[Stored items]
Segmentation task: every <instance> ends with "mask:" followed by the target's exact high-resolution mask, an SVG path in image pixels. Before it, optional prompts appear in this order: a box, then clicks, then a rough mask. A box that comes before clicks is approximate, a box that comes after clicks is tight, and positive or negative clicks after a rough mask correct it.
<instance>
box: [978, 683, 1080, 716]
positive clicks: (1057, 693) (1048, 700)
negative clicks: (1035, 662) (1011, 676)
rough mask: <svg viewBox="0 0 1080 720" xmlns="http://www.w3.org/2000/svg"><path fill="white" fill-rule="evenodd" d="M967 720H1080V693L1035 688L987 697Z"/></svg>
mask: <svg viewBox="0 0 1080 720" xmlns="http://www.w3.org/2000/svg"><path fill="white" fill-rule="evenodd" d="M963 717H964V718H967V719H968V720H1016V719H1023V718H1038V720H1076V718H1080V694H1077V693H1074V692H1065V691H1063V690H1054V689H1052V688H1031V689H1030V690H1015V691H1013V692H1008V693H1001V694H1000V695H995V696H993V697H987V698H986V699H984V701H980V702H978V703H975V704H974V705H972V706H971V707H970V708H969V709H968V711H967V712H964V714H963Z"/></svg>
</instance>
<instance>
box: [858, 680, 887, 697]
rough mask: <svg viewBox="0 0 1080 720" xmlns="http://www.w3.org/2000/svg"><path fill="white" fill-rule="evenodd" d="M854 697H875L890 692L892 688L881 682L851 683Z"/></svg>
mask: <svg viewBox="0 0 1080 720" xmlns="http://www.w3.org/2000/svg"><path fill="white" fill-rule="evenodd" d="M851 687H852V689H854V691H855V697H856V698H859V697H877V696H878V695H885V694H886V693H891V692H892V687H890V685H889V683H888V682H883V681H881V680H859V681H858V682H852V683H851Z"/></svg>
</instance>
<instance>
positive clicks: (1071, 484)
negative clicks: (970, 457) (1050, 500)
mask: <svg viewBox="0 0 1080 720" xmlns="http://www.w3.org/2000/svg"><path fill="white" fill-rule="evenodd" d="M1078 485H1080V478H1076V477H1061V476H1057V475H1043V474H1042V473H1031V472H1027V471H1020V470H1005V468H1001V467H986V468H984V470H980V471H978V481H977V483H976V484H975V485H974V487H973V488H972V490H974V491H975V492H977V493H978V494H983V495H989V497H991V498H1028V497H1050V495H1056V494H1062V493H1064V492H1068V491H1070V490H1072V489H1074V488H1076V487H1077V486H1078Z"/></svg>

◆ What the exercise asks ◆
Report each line in the data above that holds the word "positive" by copying it.

◆ Reply to the exercise ◆
Segmentation task: every <instance> ends with "mask:" followed by the target's exact high-resolution mask, an SVG path in image pixels. Before it, optional prompts appear in this order: a box, then clicks, then a rough mask. A box that comes before clicks is approximate, a box that comes after clicks is tight, and positive or negative clicks after a rough mask correct it.
positive clicks: (1057, 693) (1048, 700)
positive clicks: (1071, 484)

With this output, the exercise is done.